Report how many lines of the items contain the word "traffic", giving only the number. Matching is case-sensitive.
--- Exercise data ---
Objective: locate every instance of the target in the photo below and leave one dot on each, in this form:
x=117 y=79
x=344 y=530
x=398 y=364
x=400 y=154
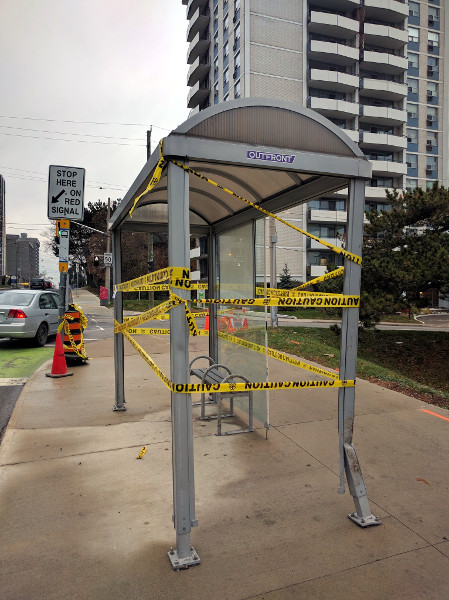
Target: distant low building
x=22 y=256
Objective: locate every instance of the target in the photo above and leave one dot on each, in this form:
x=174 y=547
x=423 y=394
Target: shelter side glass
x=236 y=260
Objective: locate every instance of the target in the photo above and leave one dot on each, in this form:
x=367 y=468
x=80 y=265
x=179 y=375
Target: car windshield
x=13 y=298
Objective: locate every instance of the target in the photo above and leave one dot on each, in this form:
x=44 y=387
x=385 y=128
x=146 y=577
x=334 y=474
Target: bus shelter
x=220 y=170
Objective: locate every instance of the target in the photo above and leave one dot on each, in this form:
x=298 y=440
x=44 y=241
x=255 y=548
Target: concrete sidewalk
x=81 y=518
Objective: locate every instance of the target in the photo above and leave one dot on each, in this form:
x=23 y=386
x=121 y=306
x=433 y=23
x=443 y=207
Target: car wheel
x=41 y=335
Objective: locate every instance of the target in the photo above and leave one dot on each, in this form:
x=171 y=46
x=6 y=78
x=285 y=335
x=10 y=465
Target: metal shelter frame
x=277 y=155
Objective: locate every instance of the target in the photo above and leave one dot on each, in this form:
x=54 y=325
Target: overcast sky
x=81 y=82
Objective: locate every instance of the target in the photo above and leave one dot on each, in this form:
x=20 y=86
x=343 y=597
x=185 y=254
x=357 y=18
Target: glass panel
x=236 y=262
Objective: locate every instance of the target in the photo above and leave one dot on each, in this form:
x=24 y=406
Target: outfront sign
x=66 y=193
---
--- Exercise data ---
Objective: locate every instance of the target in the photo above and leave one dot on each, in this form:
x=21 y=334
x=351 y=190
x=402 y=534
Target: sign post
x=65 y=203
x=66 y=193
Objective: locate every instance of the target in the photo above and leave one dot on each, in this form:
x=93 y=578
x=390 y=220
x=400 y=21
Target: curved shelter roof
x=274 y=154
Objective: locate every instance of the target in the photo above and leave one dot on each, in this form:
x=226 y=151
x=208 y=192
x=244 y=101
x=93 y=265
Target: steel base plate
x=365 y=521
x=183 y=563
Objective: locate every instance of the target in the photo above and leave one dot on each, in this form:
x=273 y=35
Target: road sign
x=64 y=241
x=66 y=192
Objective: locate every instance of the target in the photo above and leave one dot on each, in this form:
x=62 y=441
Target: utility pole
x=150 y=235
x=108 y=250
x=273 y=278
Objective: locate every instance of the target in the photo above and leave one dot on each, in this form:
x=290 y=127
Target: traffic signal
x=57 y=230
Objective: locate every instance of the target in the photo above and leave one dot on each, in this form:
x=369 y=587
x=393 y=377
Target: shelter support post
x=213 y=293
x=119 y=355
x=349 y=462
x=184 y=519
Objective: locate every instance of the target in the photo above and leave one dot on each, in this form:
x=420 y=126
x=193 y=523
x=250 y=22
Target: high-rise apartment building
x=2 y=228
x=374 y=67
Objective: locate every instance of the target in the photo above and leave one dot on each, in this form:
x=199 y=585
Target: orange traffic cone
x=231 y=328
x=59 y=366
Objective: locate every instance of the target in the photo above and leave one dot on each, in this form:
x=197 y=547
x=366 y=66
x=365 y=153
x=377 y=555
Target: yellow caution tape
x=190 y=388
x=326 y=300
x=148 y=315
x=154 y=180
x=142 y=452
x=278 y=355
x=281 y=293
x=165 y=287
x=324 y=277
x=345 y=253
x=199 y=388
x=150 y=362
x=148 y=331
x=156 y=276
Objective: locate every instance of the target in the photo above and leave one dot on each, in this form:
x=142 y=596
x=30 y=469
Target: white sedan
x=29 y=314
---
> _Finished exercise_:
2